* [Brief]:
Render the records below as a JSON list of strings, one string per line and no entries for blank lines. Leave out the pictures.

* [Supplied data]:
.....

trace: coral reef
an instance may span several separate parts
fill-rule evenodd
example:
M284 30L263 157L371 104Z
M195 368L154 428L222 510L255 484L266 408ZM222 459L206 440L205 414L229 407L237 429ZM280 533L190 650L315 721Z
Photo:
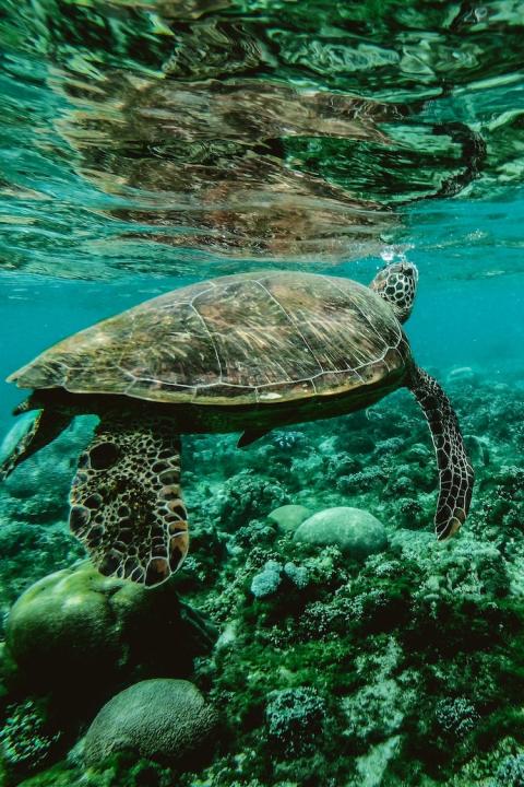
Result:
M24 787L520 785L524 411L509 386L484 388L461 373L449 387L476 450L477 486L467 522L445 543L432 532L432 446L403 392L367 413L267 435L243 451L233 435L189 437L193 537L172 582L140 591L80 566L40 580L11 609L0 659L2 741L27 702L49 708L45 728L28 714L35 738L43 729L43 740L56 741L45 760L35 752ZM4 505L12 510L12 500ZM373 515L382 522L380 552L294 538L308 517L322 521L349 505L362 521ZM35 526L7 519L9 566L28 580L25 533ZM70 560L60 519L40 529L53 528L60 540L33 564L31 579ZM12 603L9 582L2 592ZM96 694L92 681L91 705L63 697L58 715L52 703L39 704L49 700L46 686L27 680L46 663L44 655L31 661L31 643L39 642L51 650L59 643L64 655L56 645L52 659L62 671L66 658L84 659L84 678L90 663L94 676L93 665L106 663L105 692ZM75 740L110 696L150 678L190 680L206 707L217 708L213 757L169 762L156 750L117 754L117 747L86 767L81 748L76 755L71 749ZM164 713L162 697L155 707ZM5 753L3 767L11 773Z
M211 731L216 714L189 681L141 681L114 696L97 714L84 742L88 765L117 752L145 759L194 762Z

.....

* [Written solution]:
[
  "trace: coral reef",
  "an instance may span several separate parts",
  "fill-rule evenodd",
  "example:",
  "M284 30L263 157L371 104Z",
  "M195 368L154 428L222 510L255 484L266 408ZM222 459L206 440L205 414L229 407L237 429ZM280 533L190 650L315 721Z",
  "Photo:",
  "Result:",
  "M24 787L520 785L524 411L509 386L484 388L461 373L449 387L476 450L477 486L467 522L445 543L432 532L432 446L403 392L367 413L267 435L243 451L233 435L189 437L193 537L172 582L140 591L80 566L40 580L11 609L0 659L2 741L27 702L49 708L45 728L28 714L35 738L43 729L43 740L56 741L45 760L35 752ZM4 505L12 510L12 500ZM373 515L382 522L380 552L294 538L308 517L322 521L349 505L362 521ZM35 526L7 519L9 566L28 580L25 533ZM70 560L60 519L40 529L53 528L60 540L33 564L31 579ZM12 603L9 582L2 592ZM96 694L92 681L91 705L63 697L58 715L52 703L39 704L49 700L46 686L27 680L46 663L44 655L31 661L31 643L39 642L51 650L59 643L64 655L56 645L52 659L62 671L66 658L84 659L84 678L90 663L94 676L93 665L106 663L105 692ZM75 740L110 696L150 678L190 680L206 707L217 708L213 757L169 762L156 750L117 754L117 747L86 767L81 748L76 755L71 749ZM164 713L162 697L155 707ZM5 753L3 767L11 773Z",
  "M211 731L216 714L189 681L141 681L114 696L97 714L84 742L88 765L117 752L145 759L194 762Z"
]